# Work to be completed:
Starting with the line that has "Question. Identify every instance of the player's face" in it, repeat every line through the last one, word for word, and give nothing more.

Object point labels:
+ + +

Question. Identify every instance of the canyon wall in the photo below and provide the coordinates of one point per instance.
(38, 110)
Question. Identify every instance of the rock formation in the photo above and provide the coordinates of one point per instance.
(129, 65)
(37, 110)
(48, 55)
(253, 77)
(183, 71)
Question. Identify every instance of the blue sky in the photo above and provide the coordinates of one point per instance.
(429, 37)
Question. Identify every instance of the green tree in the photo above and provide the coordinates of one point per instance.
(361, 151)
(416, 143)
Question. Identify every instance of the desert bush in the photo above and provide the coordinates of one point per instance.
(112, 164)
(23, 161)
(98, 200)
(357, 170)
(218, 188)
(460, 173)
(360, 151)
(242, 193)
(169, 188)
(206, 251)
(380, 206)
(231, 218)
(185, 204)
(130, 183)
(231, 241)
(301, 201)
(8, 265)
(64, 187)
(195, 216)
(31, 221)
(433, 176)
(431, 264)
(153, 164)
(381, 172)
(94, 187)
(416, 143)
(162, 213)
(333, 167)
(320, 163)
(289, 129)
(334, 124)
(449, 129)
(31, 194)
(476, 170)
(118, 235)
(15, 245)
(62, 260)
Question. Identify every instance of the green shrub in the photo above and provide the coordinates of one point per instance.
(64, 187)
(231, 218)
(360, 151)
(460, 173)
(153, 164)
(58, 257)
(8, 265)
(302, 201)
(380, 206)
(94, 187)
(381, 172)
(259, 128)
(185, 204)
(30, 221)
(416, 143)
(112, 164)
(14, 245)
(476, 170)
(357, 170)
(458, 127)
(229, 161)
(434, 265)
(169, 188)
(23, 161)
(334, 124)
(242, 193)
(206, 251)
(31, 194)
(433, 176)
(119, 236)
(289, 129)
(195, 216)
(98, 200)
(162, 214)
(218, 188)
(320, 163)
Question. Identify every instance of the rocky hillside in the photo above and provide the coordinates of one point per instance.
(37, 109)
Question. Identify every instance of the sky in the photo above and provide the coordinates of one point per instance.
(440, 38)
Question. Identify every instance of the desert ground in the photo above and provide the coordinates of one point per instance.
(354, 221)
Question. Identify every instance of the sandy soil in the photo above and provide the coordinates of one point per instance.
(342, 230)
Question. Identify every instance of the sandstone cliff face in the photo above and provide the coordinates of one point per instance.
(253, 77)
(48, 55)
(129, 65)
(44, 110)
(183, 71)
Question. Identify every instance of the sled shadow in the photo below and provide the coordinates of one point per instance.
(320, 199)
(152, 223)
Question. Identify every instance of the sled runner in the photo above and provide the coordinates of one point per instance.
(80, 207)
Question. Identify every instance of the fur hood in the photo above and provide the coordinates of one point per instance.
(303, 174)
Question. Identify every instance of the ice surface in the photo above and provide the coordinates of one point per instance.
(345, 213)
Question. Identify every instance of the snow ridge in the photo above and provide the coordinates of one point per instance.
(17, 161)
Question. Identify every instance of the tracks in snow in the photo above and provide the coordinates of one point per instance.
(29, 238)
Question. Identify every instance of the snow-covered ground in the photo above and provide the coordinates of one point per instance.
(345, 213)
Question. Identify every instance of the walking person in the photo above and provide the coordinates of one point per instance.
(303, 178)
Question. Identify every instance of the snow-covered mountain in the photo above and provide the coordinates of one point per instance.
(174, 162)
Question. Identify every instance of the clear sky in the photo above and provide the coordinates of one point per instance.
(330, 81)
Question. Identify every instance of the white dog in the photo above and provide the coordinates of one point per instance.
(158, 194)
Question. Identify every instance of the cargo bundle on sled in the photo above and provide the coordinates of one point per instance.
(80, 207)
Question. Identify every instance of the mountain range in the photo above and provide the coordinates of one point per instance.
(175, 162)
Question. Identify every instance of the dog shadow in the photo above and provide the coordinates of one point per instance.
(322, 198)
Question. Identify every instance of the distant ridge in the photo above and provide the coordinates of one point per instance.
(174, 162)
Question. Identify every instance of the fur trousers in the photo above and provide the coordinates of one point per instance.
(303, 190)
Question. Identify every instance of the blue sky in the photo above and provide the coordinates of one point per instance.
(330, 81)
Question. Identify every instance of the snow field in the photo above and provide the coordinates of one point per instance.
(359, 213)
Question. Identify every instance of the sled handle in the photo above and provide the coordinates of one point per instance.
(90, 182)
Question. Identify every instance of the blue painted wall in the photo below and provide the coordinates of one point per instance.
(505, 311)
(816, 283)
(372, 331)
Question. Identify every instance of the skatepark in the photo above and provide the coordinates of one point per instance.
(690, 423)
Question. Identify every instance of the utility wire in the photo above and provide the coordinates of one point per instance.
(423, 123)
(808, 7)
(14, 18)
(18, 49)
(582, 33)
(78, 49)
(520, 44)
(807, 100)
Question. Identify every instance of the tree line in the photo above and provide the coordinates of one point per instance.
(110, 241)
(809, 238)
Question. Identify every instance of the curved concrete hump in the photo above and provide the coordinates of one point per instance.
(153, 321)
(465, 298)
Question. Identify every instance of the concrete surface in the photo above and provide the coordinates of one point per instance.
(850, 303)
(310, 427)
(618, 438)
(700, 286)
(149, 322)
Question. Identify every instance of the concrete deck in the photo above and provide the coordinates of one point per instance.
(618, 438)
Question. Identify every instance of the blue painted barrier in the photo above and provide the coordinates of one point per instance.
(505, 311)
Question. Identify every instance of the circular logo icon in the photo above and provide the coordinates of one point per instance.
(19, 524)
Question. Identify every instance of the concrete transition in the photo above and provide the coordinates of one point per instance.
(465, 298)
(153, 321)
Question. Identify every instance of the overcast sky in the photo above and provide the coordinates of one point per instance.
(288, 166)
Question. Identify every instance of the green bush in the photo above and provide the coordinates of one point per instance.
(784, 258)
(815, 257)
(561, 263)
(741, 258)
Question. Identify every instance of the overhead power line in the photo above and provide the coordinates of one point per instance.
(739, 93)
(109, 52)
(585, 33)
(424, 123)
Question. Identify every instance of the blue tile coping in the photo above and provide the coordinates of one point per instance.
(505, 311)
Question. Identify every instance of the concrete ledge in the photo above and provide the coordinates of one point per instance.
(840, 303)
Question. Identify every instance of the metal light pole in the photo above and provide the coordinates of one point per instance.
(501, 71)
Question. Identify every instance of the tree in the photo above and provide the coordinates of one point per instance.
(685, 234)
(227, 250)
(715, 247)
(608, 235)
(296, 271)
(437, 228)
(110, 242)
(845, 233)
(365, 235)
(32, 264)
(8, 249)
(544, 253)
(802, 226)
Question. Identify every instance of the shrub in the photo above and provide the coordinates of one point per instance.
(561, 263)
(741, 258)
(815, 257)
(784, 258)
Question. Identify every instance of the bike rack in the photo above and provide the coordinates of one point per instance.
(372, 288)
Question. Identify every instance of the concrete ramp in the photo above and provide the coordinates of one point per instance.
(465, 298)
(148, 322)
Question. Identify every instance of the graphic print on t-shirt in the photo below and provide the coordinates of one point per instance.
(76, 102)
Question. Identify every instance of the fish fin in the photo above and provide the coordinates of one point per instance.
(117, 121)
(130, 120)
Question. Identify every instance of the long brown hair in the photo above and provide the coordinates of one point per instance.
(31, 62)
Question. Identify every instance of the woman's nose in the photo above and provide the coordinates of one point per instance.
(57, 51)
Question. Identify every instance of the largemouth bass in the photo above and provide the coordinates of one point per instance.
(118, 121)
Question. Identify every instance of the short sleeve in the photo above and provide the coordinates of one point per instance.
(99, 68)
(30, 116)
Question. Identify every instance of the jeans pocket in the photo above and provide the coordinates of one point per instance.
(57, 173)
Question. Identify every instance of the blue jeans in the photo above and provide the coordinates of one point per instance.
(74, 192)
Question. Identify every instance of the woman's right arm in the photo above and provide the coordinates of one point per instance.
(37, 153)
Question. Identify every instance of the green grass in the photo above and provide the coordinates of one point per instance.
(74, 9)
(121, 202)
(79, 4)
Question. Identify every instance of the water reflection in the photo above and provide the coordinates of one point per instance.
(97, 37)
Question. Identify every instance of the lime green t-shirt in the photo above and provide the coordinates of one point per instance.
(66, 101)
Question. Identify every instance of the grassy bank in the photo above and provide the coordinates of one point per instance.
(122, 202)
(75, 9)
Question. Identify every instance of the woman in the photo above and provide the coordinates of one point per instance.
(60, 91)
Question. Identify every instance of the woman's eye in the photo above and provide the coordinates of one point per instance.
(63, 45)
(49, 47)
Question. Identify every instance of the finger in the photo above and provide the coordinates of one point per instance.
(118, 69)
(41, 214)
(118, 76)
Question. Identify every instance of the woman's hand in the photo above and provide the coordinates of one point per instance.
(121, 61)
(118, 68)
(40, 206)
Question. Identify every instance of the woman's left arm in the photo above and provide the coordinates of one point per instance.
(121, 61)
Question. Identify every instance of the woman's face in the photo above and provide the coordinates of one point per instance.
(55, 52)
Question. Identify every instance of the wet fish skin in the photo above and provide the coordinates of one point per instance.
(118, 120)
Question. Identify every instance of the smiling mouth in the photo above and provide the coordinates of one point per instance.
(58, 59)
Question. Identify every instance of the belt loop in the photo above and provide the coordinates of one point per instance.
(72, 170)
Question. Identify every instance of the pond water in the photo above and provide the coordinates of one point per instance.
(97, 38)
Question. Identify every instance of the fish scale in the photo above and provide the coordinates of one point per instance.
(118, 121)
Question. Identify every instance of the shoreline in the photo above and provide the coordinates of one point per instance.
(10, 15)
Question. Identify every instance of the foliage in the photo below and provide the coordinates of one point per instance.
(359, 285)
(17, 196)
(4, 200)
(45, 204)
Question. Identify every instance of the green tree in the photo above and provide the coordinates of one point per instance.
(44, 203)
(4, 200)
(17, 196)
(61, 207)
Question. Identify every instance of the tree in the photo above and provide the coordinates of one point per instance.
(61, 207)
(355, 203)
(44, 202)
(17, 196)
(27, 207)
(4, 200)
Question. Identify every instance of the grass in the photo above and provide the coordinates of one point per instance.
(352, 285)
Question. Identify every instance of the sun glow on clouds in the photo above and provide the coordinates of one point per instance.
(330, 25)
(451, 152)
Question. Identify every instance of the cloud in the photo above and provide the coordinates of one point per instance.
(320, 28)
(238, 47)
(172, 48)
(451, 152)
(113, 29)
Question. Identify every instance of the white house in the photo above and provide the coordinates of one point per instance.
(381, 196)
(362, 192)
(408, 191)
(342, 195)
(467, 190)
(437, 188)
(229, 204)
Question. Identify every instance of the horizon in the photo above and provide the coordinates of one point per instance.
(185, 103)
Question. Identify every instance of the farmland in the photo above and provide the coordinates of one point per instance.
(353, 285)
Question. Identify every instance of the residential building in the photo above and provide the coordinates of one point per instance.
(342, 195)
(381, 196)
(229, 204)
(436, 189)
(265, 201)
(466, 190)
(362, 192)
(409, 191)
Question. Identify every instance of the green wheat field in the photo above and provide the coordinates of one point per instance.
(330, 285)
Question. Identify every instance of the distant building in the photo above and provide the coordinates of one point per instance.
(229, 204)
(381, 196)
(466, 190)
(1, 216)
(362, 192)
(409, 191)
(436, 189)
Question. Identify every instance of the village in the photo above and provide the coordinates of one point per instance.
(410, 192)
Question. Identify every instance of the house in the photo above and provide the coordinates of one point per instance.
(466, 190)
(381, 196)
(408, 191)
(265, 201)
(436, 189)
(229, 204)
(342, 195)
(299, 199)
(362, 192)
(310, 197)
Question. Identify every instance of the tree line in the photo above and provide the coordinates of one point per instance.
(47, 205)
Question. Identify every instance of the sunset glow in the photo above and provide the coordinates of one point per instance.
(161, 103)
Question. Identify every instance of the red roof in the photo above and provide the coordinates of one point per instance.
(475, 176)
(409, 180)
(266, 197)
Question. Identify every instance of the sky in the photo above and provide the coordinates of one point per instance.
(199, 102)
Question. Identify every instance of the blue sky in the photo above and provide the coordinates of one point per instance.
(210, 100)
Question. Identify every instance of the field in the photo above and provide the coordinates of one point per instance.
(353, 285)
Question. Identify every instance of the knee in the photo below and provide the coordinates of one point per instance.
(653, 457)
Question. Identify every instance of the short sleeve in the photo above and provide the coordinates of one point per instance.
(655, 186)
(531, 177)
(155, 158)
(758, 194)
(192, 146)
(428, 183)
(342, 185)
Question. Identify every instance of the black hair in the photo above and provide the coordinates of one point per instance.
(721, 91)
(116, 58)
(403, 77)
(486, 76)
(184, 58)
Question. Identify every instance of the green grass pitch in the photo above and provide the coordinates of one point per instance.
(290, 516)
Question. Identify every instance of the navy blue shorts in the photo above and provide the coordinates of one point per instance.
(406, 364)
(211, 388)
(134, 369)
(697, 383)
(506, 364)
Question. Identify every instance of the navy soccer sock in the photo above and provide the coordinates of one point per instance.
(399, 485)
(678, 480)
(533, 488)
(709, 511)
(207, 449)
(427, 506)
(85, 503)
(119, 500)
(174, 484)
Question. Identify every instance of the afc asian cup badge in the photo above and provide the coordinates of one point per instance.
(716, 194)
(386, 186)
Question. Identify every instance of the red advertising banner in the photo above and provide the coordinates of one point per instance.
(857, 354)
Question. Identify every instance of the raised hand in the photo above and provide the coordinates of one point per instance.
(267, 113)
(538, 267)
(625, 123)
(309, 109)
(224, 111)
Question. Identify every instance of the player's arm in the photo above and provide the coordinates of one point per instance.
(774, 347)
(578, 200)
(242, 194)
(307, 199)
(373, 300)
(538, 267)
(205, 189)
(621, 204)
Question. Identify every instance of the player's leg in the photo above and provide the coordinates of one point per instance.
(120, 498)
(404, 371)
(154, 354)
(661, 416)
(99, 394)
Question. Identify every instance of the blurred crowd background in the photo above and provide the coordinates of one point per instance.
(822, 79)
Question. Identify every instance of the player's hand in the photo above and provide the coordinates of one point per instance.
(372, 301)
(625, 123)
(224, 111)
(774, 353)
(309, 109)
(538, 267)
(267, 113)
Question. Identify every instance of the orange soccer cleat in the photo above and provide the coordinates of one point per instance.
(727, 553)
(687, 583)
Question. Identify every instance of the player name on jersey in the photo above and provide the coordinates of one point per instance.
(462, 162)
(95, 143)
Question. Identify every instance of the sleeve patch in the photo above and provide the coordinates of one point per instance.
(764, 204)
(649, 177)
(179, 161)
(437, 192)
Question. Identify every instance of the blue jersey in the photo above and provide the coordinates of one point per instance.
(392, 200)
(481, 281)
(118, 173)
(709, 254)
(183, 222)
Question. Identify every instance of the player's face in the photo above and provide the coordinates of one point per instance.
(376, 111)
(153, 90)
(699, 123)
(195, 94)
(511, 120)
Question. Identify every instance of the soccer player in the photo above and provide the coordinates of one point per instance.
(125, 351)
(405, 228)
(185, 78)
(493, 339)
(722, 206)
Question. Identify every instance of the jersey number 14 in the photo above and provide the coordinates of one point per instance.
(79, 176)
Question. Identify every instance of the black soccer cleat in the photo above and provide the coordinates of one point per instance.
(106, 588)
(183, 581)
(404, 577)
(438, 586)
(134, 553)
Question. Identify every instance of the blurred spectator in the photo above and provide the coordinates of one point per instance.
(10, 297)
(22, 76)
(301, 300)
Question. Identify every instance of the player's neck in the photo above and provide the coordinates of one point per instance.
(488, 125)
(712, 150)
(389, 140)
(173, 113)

+ + +

# Response to the task:
Question. Identify every instance of the player's face in the photo above and provide the coordinates of one point per instance.
(376, 111)
(153, 90)
(699, 123)
(195, 94)
(511, 120)
Question. Identify every instance of the soccer player in the photo above and provide the coordinates of one point per instance.
(125, 351)
(405, 228)
(185, 78)
(493, 339)
(722, 206)
Question. Identify every instance of the jersey number 14 in the photo above and provide the coordinates of one point per instance.
(79, 176)
Question. Identify every instance of the black soccer cleat in the photo above and provide the coordinates of one point per instance.
(106, 588)
(183, 581)
(404, 577)
(438, 586)
(134, 553)
Question. Identify every instance of the blurred spectator in the photo above and provide the coordinates of one point per instance.
(10, 297)
(22, 76)
(301, 300)
Question. Identify every instance of the player's neck in the photo above and provide the coordinates of one point per instance.
(488, 125)
(712, 150)
(389, 140)
(173, 113)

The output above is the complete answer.